Task inputs »
Segment Open

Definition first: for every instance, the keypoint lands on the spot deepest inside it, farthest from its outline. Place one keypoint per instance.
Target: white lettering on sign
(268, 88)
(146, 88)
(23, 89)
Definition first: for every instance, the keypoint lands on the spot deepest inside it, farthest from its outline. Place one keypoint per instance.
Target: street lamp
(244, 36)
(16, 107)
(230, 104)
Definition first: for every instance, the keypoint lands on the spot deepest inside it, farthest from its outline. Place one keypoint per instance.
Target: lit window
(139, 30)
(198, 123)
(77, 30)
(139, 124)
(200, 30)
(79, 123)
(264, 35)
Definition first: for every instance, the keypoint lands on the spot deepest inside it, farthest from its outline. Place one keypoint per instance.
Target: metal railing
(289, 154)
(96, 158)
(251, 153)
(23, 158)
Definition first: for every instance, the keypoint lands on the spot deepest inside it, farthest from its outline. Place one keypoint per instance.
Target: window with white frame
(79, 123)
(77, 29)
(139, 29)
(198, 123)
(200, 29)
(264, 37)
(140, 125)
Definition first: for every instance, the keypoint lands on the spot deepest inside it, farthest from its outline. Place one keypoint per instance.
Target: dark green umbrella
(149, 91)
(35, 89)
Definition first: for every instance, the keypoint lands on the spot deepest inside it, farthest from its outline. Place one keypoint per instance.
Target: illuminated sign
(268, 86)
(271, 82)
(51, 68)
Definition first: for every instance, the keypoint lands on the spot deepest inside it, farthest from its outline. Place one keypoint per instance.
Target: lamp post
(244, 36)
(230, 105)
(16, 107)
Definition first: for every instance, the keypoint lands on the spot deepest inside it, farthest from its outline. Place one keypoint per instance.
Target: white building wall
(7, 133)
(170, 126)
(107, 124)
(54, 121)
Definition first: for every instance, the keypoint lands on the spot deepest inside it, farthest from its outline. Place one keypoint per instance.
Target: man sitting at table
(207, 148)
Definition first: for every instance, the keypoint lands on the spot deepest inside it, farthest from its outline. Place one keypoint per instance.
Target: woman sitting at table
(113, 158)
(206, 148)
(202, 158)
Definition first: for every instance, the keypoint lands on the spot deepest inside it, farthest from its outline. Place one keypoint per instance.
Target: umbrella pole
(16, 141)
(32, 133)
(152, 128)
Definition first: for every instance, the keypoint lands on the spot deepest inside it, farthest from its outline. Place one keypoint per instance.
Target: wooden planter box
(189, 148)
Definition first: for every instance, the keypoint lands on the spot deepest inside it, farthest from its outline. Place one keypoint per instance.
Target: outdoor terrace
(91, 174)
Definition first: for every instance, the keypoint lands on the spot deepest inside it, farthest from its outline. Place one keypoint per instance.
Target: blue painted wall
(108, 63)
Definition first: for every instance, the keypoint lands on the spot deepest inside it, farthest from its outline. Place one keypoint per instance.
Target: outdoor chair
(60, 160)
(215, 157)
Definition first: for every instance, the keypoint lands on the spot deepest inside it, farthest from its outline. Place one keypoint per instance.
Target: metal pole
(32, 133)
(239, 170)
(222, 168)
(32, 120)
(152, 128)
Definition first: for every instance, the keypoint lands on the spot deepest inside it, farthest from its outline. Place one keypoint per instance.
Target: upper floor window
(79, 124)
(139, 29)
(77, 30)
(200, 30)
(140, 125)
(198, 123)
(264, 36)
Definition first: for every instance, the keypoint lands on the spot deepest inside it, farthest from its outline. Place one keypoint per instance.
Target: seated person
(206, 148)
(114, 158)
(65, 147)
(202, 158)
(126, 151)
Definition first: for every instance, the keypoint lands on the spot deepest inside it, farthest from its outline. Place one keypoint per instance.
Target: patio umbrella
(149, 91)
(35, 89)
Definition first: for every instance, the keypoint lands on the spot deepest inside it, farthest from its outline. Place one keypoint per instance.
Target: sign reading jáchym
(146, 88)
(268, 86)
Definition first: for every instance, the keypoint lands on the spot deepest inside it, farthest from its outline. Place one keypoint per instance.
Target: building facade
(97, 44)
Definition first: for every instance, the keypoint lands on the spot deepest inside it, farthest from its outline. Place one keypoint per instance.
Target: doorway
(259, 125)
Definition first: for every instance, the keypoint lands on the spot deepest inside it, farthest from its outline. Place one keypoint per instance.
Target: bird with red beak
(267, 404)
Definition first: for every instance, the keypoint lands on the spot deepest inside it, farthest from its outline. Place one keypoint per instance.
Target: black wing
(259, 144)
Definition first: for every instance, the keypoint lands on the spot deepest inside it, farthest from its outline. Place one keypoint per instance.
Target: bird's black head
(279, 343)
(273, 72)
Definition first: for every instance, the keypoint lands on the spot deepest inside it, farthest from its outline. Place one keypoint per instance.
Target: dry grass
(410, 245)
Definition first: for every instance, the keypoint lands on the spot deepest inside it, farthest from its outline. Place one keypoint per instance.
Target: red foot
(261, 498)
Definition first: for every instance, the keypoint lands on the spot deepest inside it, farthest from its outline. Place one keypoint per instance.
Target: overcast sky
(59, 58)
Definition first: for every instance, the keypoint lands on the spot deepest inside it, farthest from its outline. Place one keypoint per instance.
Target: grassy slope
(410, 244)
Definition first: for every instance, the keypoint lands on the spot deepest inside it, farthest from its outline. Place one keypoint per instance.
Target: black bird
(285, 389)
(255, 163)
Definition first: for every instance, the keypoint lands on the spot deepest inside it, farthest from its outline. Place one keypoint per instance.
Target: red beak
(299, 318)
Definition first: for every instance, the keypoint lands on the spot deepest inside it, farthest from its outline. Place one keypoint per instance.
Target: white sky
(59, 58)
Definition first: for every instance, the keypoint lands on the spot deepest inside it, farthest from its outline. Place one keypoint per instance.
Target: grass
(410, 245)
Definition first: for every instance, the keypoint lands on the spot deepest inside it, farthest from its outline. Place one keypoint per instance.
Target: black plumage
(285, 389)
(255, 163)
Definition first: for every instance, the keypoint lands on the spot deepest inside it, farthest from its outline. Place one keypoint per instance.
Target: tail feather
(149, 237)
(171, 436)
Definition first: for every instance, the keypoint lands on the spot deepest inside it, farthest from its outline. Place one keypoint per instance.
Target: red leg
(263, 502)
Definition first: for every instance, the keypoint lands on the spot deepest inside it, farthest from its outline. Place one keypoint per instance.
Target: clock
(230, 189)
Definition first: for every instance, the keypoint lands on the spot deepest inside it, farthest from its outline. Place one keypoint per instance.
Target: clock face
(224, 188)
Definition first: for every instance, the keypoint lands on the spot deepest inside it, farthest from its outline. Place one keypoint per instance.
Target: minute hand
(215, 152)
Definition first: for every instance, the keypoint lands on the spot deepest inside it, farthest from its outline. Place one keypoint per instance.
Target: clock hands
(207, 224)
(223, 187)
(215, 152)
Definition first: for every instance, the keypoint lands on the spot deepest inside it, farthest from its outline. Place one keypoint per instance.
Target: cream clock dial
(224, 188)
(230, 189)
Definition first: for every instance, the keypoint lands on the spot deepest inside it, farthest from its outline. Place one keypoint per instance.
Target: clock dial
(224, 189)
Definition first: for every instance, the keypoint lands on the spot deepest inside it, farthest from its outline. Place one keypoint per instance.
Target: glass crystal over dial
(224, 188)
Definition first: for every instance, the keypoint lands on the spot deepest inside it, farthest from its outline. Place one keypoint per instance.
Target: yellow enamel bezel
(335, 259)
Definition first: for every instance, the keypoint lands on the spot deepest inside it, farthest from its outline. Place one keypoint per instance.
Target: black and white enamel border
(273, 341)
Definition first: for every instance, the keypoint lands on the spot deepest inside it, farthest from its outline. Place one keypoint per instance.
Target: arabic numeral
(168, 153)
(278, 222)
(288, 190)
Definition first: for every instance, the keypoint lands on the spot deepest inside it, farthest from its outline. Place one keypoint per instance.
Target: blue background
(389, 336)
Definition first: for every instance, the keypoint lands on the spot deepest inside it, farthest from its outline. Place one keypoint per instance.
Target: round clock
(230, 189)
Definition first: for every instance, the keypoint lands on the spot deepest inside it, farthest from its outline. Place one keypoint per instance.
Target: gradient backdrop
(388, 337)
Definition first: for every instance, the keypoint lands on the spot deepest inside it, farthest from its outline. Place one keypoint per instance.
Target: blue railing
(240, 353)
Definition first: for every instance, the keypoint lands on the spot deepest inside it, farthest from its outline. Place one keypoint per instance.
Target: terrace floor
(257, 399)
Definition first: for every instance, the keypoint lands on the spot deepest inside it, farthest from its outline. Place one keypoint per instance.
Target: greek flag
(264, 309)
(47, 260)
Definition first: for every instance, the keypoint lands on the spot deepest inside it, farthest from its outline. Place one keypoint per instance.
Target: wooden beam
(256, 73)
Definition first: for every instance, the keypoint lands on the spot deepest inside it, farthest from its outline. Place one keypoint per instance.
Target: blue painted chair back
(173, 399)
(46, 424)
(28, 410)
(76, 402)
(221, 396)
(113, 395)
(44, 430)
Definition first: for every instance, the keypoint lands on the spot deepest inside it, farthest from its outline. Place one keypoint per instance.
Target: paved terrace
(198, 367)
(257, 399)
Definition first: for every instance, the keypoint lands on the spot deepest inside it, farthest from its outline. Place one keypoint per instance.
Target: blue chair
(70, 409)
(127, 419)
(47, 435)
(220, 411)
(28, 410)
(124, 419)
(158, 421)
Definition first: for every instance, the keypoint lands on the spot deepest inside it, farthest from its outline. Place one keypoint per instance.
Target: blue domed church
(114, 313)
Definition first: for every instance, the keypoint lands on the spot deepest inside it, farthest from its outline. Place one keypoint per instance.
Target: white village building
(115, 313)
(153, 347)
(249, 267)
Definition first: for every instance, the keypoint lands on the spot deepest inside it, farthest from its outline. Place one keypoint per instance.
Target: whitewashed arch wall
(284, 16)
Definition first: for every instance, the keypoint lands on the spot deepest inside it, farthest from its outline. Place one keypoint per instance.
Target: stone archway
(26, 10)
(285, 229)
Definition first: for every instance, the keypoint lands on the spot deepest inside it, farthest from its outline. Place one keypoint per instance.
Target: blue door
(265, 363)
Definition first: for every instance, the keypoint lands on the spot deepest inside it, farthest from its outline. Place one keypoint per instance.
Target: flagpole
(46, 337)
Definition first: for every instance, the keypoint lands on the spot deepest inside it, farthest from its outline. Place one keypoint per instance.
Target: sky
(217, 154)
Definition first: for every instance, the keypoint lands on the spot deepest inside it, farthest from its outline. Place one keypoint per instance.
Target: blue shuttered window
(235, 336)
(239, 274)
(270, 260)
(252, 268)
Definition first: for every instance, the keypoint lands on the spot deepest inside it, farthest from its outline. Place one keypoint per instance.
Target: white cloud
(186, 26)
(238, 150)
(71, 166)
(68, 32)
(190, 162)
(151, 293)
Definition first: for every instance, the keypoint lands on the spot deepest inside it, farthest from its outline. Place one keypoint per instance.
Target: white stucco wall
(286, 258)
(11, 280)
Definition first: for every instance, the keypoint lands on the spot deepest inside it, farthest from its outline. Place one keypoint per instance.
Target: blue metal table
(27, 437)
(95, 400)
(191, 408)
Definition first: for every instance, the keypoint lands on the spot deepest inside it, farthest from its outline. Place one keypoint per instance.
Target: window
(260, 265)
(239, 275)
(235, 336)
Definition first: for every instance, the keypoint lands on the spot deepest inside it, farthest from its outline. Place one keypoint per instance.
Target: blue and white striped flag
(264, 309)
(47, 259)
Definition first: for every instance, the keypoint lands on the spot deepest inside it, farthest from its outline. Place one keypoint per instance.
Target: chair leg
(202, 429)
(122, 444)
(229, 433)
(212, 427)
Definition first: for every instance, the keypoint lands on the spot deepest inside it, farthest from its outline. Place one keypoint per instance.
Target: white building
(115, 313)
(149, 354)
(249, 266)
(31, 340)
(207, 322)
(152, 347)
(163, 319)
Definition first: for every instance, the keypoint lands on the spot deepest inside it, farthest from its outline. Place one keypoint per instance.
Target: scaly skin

Segment Closed

All that is wanted is the line with "Target: blue and white striped flag" and every later line in the entries, reproduced exactly.

Result of the exercise »
Target: blue and white striped flag
(264, 309)
(47, 259)
Definition first: for every instance, the keypoint lands on the spot deepest inside it, farthest from its outline. Place one keypoint per instance.
Target: chair leg
(202, 429)
(122, 444)
(229, 433)
(212, 427)
Definition first: for every instance, the keypoint lands on the spot deepest inside it, farthest from its outline. Place one keypoint per instance.
Target: white building
(115, 313)
(149, 354)
(249, 266)
(31, 340)
(207, 322)
(152, 347)
(163, 319)
Definition first: for every instance, the keypoint lands on the spot deepest inside it, farthest from its outline. Place one keypoint per instance.
Target: scaly skin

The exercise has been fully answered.